- _RUMUSAN SOAL A_: Tentukan apakah setiap pernyataan berikut sesuai dengan teks tentang konflik Papua. Jawab ya atau tidak, lalu kutip kata-kata teks yang menjadi penentunya. (i) Sistem politik diktator pada masa Orde Baru juga diterapkan di Papua. (ii) Gejolak stabilitas sosial politik di Papua disebut sebagai ancaman kedua bagi keamanan nasional. (iii) Pemerintah saat ini sudah tidak lagi memiliki perspektif bawaan pemerintah masa lalu.

- _SUMBER_:
Pada zaman rezim Orde Baru, di seluruh wilayah Indonesia —termasuk Papua—diterapkan sistem politik diktator yang membungkam aspirasi lewat tangan besi penguasa sehingga menimbulkan banyak persoalan yang ditengarai sebagai salah satu bentuk pelanggaran Hak Asasi Manusia (HAM).[8] Apalagi kondisi Papua yang menjadi daerah konflik antara pemerintah dengan OPM. Persoalan tersebut seolah menjadi bom waktu yang ledakannya terasa pada masa sekarang; di zaman Orde Reformasi. Masa pemberlakuan sistem politik diktatoral yang berjalan sangat panjang di Indonesia pada masa lalu tersebut, menyisakan persoalan rumit bagi pemerintah Indonesia hari ini dan menjadikan transformasi kebijakan pemerintah telah terlebih dahulu memiliki image negatif di kalangan masyarakat. Di sisi lain, perspektif bawaan pemerintah masa lalu yang masih dimiliki oleh pemerintah saat ini, hampir selalu memposisikan ungkapan ketidakpuasan atas program pemerintah sebagai tindakan melawan pemerintah. Dua perspektif tersebut menjadi persoalan mendasar dan menjadikan stabilitas kehidupan sosial politik di Papua terus bergejolak sehingga menjadi ancaman pertama bagi keamanan nasional. Inilah deskripsi risiko dan dampak dari perspektif socio-political stability dalam melihat konflik Papua.

(Entri untuk pelabelan kotak pembatas)
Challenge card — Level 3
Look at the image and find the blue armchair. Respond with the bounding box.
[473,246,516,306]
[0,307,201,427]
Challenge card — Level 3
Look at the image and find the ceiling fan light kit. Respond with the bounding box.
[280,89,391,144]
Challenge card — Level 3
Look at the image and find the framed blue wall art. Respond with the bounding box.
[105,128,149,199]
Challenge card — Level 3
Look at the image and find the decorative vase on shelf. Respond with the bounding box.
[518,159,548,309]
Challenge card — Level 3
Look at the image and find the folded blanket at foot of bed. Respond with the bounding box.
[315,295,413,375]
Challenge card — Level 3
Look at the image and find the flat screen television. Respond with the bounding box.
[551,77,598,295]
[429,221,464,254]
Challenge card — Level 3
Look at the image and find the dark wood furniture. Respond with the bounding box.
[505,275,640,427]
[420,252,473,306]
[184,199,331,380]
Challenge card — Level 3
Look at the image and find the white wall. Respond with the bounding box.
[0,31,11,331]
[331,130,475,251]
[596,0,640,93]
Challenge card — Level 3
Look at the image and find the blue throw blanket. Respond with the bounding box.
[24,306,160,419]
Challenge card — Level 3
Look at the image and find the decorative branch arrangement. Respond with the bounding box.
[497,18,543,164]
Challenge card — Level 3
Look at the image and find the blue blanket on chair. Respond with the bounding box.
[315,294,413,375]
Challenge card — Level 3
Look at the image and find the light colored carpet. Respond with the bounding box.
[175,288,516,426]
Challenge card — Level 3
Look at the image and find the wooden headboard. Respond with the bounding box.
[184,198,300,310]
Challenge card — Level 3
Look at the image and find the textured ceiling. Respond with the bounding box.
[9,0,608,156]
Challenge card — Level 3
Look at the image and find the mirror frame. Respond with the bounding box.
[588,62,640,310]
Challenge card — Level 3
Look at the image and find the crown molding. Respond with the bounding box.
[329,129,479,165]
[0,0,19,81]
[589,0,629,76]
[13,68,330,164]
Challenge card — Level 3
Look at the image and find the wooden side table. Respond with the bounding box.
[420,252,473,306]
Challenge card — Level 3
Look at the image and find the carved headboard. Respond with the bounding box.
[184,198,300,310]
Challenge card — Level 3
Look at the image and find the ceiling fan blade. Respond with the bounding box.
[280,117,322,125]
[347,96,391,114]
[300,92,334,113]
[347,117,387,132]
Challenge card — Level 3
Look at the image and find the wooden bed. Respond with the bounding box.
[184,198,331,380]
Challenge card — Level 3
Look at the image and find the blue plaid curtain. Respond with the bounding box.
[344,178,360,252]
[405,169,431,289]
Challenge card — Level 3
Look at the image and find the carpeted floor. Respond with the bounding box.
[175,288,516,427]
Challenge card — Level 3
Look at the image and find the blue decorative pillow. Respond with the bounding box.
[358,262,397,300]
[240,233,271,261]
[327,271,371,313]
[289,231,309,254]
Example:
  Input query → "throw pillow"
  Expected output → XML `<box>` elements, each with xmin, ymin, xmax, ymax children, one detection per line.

- _RUMUSAN SOAL B_: Tulis ulang bagian catatan yang dimulai dari baris pertama catatan dan diakhiri dengan baris yang memuat "[280,89,391,144]", termasuk kedua baris batas tersebut. Ganti "Respond with" dengan "Provide" tanpa mengubah bagian lainnya, dan sajikan hanya baris-baris tersebut.

- _JAWABAN AKHIR A_:
(i) Ya: "di seluruh wilayah Indonesia —termasuk Papua—diterapkan sistem politik diktator"
(ii) Tidak: "menjadi ancaman pertama bagi keamanan nasional"
(iii) Tidak: "perspektif bawaan pemerintah masa lalu yang masih dimiliki oleh pemerintah saat ini"

- _JAWABAN AKHIR B_:
Challenge card — Level 3
Look at the image and find the blue armchair. Provide the bounding box.
[473,246,516,306]
[0,307,201,427]
Challenge card — Level 3
Look at the image and find the ceiling fan light kit. Provide the bounding box.
[280,89,391,144]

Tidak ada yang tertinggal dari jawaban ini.